• TASK TO CARRY OUT:
Please copy all of the data below word for word, leaving the pictures out of your answer.
---
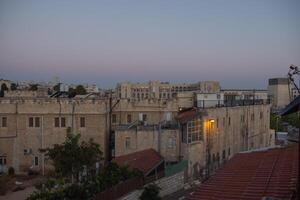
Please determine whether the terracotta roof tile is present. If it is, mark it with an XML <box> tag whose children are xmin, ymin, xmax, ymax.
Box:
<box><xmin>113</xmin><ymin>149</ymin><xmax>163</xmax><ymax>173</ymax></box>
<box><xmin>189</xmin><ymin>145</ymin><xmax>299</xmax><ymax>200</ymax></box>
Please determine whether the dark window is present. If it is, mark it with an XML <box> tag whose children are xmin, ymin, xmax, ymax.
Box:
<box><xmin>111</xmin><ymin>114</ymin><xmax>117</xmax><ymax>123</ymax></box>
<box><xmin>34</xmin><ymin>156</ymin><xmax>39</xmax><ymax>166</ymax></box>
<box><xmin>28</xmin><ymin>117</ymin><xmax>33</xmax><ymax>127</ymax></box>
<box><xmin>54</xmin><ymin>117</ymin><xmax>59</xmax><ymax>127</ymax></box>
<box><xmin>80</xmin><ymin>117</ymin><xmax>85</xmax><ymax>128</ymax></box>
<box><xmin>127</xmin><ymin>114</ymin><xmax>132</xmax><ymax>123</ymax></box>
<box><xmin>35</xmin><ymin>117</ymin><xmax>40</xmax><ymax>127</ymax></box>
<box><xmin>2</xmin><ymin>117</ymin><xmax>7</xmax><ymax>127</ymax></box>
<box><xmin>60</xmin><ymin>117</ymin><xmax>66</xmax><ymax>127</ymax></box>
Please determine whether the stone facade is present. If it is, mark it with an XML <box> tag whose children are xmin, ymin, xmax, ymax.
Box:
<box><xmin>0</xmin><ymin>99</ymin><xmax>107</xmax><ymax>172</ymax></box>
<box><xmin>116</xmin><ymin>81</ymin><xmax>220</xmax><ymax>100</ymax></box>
---
• WRITTEN ANSWER:
Please determine whether the terracotta roof tile is present. If it is, mark it with an XML <box> tag whose children are xmin, ymin, xmax, ymax.
Box:
<box><xmin>113</xmin><ymin>149</ymin><xmax>163</xmax><ymax>173</ymax></box>
<box><xmin>189</xmin><ymin>145</ymin><xmax>299</xmax><ymax>200</ymax></box>
Please determine whether the dark window is present. If it is, mark it with an XML <box> tag whose children are xmin, ymin, xmax, ymax.
Box:
<box><xmin>111</xmin><ymin>114</ymin><xmax>117</xmax><ymax>123</ymax></box>
<box><xmin>34</xmin><ymin>156</ymin><xmax>39</xmax><ymax>166</ymax></box>
<box><xmin>28</xmin><ymin>117</ymin><xmax>33</xmax><ymax>127</ymax></box>
<box><xmin>54</xmin><ymin>117</ymin><xmax>59</xmax><ymax>127</ymax></box>
<box><xmin>80</xmin><ymin>117</ymin><xmax>85</xmax><ymax>128</ymax></box>
<box><xmin>127</xmin><ymin>114</ymin><xmax>132</xmax><ymax>123</ymax></box>
<box><xmin>35</xmin><ymin>117</ymin><xmax>40</xmax><ymax>127</ymax></box>
<box><xmin>2</xmin><ymin>117</ymin><xmax>7</xmax><ymax>127</ymax></box>
<box><xmin>60</xmin><ymin>117</ymin><xmax>66</xmax><ymax>127</ymax></box>
Please determine whether the stone facade is present. If it is, mark it with an XML <box> tag whose children are xmin, ymin, xmax, ymax.
Box:
<box><xmin>0</xmin><ymin>99</ymin><xmax>107</xmax><ymax>172</ymax></box>
<box><xmin>116</xmin><ymin>81</ymin><xmax>220</xmax><ymax>100</ymax></box>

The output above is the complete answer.